:: Complétez ce qui suit ::
(a) Recopiez fidèlement le passage du texte sur la francophonie en Israël, depuis « Fête de la francophonie à Yafo (photo » jusqu'à « dans la francophonie. ».
(b) Pour chacune des affirmations suivantes, indiquez par oui ou par non si elle concorde avec le texte sur la francophonie en Israël, en citant les mots du texte qui en décident. (i) Les manifestations du mois de la francophonie sont organisées par l'ambassade de France et ses services culturels. (ii) Le colloque sur l'Affaire Dreyfus a eu lieu à l'université de Jérusalem. (iii) Selon les estimations optimistes, Israël compte six cent mille francophones.

:: Texte fourni ::
........

L’« Affaire » Israël

Chaque année on célèbre en Israël avec beaucoup de ferveur le mois de la francophonie. Ces événements, organisés par l’ambassade de France et ses services culturels, se déroulent dans tout le pays, et nombreuses et diverses sont les manifestations culturelles présentées

Fête de la francophonie à Yafo (photo credit: ANTOINE REGEARD)
Fête de la francophonie à Yafo
(photo credit: ANTOINE REGEARD)

Je suis allé à l’une d’entre elles, à l’université de Tel-Aviv, à un colloque sur l’Affaire Dreyfus ; lors d’un des débats, à la question d’un participant « Comment se fait-il que vous fêtez ici la francophonie, alors qu’Israël n’en fait pas partie ? », la conférencière répondit « C’est certes vrai, mais nous, nous tenons à célébrer la francophonie ». Dans cette esquive, se résume tout le problème – qui est très loin de l’Affaire Dreyfus – mais qui n’en demeure pas moins une véritable « Affaire » : la non-admission d’Israël dans la francophonie.

Pour ma part, je n’ai pas demandé à naître francophone, mais je le suis, et en suis fier et heureux. Comment, dès lors, peut-on me contester cette partie intrinsèque de mon identité culturelle ? C’est pourtant ce qu’a fait la communauté francophone, qui ne reconnaît ni mon existence, ni celle de six cent mille francophones (selon les pessimistes) ou d’un million (selon les optimistes) d’Israéliens.
La francophonie est devenue un microcosme de la société israélienne, une passerelle entre les différentes perspectives culturelles : de la baguette – qui a supplanté le pain traditionnel la pita – au croissant, du succès des voitures françaises à l’engouement pour les chansons de Patricia Kaas et de Michel Jonasz, des films de Matthieu Kassovitz à ceux de François Truffaut. Il faut au passage féliciter l’ambassade de France qui organise depuis plusieurs années un festival du film français, dont le succès va sans cesse grandissant. Sans parler du millier de livres traduits du français à l’hébreu : d’Amin Maalouf à Marguerite Duras, de Daniel Pennac à Fernand Braudel, d’Emmanuel Lévinas à Albert Memmi.

........

:: Matériel présenté ::
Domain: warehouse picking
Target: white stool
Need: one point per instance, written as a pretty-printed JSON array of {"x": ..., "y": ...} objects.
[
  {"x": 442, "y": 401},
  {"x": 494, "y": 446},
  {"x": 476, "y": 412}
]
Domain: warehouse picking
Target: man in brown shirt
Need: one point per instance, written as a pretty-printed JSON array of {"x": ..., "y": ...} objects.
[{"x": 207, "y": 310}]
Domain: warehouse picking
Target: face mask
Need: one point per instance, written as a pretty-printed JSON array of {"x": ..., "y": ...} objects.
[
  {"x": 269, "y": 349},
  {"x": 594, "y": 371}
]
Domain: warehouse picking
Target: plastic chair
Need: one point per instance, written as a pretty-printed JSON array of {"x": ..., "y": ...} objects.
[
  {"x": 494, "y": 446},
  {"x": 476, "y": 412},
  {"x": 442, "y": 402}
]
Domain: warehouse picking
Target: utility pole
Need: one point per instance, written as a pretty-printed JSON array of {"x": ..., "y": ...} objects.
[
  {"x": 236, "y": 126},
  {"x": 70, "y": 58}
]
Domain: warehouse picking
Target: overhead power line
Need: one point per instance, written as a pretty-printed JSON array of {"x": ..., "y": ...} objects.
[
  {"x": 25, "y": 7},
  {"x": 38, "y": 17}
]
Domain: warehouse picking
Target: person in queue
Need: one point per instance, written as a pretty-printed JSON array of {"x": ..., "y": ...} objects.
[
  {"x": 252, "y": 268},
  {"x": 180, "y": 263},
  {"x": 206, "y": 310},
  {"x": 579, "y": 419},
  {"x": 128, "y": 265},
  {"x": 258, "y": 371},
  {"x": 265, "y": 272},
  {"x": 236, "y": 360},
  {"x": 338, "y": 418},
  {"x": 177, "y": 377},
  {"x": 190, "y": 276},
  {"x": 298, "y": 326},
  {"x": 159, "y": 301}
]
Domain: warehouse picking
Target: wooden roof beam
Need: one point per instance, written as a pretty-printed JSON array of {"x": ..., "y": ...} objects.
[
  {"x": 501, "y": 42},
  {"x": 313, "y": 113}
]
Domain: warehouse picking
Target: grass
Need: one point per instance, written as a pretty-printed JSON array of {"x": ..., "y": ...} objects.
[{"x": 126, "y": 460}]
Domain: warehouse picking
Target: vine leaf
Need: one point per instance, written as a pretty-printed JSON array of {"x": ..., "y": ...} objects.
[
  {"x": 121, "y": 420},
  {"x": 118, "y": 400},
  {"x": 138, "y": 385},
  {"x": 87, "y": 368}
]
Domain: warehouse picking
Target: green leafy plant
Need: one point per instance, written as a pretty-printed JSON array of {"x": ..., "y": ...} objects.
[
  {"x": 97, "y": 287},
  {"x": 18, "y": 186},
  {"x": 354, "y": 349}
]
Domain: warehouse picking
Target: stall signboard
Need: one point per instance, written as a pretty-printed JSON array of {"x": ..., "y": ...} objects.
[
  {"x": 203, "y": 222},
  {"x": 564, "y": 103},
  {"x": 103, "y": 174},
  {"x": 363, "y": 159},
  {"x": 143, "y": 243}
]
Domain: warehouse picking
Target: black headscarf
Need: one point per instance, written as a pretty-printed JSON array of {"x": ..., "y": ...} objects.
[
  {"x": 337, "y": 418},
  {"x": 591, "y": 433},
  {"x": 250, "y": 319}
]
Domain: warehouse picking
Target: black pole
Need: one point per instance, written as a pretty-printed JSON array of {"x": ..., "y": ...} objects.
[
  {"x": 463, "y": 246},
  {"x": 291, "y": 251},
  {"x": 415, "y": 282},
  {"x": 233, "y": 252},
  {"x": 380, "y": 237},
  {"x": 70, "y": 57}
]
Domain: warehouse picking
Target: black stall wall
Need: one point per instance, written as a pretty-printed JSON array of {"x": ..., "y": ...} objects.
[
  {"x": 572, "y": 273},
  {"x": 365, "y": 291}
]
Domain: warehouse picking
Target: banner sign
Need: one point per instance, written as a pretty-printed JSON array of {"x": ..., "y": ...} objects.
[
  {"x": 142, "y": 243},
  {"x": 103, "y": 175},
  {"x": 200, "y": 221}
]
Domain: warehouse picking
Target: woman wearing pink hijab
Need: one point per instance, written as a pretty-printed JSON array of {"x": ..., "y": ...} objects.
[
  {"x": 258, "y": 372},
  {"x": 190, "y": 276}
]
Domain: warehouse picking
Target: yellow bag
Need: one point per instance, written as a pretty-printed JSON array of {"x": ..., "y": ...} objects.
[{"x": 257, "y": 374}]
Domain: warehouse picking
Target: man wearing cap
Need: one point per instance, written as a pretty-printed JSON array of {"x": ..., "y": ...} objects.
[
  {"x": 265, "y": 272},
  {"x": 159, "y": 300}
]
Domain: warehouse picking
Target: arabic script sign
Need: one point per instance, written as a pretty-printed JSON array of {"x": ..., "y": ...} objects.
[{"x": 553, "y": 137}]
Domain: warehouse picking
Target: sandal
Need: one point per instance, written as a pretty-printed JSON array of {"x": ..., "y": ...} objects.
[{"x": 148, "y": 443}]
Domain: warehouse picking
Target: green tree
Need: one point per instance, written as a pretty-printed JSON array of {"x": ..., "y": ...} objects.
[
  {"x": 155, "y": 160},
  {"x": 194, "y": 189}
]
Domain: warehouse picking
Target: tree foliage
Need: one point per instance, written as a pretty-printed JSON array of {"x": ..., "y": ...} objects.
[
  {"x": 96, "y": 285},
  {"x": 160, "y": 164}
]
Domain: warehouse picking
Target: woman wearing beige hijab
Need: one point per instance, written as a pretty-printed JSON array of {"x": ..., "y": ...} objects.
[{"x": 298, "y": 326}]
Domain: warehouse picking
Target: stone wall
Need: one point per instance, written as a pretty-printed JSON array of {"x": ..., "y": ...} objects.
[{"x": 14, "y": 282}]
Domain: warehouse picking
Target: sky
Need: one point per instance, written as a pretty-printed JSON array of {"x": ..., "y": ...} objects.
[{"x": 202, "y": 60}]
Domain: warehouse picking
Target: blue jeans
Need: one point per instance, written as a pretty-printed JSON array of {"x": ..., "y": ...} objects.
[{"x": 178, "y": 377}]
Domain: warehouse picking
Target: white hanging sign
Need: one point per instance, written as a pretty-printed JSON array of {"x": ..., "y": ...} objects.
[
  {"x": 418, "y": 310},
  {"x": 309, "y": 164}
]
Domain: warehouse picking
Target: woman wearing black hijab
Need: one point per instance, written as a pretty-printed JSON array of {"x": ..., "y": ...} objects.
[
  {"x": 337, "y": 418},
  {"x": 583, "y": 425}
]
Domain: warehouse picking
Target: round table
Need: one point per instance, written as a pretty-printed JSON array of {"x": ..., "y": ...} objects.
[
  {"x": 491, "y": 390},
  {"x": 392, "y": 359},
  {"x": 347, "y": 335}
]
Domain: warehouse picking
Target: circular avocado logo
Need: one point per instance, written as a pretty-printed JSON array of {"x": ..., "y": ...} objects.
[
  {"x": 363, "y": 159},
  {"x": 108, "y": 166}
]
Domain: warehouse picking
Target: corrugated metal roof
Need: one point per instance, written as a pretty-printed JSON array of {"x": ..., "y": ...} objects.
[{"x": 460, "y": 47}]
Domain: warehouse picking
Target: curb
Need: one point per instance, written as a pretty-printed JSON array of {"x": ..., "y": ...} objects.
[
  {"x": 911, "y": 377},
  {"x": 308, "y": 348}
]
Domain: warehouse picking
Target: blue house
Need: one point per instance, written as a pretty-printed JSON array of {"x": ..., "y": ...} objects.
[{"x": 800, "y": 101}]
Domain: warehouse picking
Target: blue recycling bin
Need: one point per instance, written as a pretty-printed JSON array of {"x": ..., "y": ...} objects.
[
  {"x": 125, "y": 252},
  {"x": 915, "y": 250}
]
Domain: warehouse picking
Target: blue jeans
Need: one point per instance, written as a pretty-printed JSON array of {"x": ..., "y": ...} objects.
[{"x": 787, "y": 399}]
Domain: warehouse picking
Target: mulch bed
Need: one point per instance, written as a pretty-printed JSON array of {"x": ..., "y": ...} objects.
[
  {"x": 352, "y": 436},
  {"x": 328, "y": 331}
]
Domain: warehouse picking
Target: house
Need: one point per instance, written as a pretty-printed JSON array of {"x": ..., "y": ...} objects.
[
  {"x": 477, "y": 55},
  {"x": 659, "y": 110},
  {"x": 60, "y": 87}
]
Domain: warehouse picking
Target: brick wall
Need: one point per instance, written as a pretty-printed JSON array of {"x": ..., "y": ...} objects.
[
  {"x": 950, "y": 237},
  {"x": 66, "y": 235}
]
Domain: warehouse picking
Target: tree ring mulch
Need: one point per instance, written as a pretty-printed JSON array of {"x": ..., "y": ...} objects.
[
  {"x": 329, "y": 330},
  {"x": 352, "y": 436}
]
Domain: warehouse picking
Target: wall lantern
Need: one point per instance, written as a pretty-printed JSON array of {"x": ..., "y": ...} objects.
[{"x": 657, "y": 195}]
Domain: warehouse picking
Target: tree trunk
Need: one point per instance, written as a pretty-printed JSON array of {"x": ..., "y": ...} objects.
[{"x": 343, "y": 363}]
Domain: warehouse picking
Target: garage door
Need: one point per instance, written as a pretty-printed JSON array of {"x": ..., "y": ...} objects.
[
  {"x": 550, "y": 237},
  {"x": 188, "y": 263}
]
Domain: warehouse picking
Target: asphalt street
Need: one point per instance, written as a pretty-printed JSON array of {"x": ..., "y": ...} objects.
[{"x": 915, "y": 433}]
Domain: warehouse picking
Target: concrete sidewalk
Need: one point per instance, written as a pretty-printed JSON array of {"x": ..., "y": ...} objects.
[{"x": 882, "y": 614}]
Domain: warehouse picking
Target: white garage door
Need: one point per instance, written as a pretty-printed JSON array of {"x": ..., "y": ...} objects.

........

:: Corrigé ::
(a)
Fête de la francophonie à Yafo (photo credit: ANTOINE REGEARD)
Fête de la francophonie à Yafo
(photo credit: ANTOINE REGEARD)

Je suis allé à l’une d’entre elles, à l’université de Tel-Aviv, à un colloque sur l’Affaire Dreyfus ; lors d’un des débats, à la question d’un participant « Comment se fait-il que vous fêtez ici la francophonie, alors qu’Israël n’en fait pas partie ? », la conférencière répondit « C’est certes vrai, mais nous, nous tenons à célébrer la francophonie ». Dans cette esquive, se résume tout le problème – qui est très loin de l’Affaire Dreyfus – mais qui n’en demeure pas moins une véritable « Affaire » : la non-admission d’Israël dans la francophonie.

(b)
(i) Oui : « organisés par l’ambassade de France et ses services culturels ».
(ii) Non : « à l’université de Tel-Aviv, à un colloque sur l’Affaire Dreyfus ».
(iii) Non : « six cent mille francophones (selon les pessimistes) ou d’un million (selon les optimistes) d’Israéliens ».